-- start of Task input --

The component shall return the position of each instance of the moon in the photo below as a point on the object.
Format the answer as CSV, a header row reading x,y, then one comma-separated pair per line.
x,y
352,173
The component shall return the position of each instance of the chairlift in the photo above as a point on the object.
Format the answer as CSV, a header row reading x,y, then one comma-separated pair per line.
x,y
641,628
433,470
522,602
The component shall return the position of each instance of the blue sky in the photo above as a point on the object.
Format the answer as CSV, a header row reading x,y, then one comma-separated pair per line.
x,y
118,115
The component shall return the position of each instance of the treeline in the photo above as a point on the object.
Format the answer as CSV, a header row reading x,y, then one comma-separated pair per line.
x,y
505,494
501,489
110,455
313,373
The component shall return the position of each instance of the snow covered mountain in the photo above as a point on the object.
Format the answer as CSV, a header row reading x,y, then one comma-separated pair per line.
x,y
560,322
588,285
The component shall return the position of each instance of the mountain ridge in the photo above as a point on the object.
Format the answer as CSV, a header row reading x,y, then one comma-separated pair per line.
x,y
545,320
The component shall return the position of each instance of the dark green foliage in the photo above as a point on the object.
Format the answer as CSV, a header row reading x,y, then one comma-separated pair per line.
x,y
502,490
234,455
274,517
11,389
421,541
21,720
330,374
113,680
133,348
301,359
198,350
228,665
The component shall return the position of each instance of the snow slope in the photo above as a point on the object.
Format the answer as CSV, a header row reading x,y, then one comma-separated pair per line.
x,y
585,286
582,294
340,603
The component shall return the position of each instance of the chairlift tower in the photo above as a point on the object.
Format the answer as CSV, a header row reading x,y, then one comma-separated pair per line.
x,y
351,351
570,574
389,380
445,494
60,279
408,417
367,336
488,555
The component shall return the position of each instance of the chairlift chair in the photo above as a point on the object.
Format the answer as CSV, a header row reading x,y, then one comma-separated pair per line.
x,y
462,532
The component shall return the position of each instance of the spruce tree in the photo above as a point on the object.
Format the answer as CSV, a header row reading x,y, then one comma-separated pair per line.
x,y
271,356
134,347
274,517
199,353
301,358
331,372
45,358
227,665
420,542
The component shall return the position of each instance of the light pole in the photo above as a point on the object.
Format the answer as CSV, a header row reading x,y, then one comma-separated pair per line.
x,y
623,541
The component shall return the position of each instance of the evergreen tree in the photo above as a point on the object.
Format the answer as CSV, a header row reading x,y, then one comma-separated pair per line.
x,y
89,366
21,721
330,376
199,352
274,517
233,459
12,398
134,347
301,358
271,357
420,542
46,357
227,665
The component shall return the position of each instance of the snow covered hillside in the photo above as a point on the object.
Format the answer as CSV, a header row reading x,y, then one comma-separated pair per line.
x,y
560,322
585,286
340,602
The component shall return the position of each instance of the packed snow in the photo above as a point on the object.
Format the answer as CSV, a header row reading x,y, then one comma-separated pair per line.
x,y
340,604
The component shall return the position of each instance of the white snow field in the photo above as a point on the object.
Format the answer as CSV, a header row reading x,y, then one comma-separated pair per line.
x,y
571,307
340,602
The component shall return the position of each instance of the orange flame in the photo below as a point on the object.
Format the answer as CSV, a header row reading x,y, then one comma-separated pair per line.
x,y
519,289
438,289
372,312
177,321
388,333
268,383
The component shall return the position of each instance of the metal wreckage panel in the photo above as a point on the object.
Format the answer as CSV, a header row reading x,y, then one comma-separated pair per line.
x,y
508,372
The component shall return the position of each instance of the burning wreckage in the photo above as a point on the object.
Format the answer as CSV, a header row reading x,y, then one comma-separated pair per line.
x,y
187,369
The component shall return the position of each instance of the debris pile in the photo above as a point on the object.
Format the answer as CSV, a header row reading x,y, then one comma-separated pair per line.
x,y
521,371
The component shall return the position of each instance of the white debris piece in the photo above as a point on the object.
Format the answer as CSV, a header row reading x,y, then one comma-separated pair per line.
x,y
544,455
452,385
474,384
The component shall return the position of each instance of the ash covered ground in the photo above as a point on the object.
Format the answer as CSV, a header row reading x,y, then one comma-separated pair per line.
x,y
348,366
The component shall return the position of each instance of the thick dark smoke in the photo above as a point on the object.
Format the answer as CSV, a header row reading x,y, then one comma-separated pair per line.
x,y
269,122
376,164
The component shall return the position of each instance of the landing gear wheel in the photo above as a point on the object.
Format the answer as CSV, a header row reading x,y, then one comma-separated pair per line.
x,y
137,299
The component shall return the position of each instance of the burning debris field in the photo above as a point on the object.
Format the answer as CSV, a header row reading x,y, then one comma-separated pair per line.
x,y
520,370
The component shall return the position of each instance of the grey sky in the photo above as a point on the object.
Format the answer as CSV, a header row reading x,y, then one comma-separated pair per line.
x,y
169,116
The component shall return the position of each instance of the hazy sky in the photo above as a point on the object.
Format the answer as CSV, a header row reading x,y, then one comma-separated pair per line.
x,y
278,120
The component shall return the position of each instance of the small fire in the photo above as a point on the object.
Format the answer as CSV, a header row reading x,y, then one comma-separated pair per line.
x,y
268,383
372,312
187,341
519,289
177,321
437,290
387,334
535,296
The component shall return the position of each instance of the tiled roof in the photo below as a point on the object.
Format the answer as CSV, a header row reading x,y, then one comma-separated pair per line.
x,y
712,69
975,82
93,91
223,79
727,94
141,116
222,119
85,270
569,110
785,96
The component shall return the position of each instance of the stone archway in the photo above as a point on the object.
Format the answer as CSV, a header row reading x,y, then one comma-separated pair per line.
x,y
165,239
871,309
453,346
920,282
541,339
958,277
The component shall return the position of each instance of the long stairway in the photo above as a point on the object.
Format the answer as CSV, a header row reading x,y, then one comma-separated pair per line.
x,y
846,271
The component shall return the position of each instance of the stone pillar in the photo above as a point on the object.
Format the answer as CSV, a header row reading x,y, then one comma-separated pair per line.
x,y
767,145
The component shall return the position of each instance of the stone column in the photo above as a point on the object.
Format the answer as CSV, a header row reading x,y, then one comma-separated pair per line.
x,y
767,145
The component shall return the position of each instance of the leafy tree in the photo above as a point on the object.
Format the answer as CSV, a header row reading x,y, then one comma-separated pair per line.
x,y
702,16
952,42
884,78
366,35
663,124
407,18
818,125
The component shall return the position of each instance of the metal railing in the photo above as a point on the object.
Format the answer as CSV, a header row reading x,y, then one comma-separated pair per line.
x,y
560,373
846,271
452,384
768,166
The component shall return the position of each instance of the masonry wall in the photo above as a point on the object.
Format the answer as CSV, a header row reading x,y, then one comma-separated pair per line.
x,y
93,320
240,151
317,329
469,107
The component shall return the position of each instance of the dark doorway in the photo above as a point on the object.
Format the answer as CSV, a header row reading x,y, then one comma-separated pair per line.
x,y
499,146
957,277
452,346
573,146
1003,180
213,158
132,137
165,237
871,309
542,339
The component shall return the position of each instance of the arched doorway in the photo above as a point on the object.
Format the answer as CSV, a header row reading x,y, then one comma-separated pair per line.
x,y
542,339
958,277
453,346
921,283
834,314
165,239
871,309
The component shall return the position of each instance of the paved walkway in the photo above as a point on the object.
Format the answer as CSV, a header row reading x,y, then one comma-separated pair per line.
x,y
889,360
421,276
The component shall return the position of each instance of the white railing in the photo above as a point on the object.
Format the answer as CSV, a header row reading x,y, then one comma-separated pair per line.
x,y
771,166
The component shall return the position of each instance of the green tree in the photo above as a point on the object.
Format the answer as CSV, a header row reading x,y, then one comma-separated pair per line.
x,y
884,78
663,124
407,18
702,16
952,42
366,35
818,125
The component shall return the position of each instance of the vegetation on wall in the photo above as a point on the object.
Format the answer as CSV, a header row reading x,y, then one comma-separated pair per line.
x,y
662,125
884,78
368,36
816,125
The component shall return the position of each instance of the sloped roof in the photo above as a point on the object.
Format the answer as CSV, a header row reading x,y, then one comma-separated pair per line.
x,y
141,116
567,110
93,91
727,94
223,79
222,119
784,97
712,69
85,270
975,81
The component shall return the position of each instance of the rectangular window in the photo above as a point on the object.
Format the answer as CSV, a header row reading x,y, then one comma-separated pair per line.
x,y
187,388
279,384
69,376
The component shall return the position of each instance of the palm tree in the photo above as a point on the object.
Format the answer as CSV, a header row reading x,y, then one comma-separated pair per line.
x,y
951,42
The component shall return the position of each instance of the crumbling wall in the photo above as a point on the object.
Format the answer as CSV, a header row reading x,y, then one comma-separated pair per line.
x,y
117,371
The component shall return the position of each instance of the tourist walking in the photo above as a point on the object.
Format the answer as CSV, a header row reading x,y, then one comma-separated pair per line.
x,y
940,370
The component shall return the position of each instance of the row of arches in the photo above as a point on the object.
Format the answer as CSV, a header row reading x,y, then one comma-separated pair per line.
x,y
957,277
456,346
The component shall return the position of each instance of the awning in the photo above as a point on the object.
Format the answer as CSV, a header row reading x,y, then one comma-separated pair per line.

-- end of Task input --

Brief -
Copy the stretch from the line containing "of the tourist" through the last line above, substituting "module" for "component" and keeping everything else the same.

Finished answer -
The module shall return the position of each instance of the tourist walking in the photo above as a point on the object.
Format the answer as CSV, a header row reading x,y, then one comma-separated pair per line.
x,y
940,370
The module shall return the position of each instance of the row of arches in the photo above as a point on the object.
Format the answer as CSV, a header row reading x,y, then one comma-separated pair per line.
x,y
957,277
456,346
The module shall return the position of each instance of the awning in the photo above as a point on the object.
Format the answer as CSV, a header row reading x,y, then one comma-separated pair per line.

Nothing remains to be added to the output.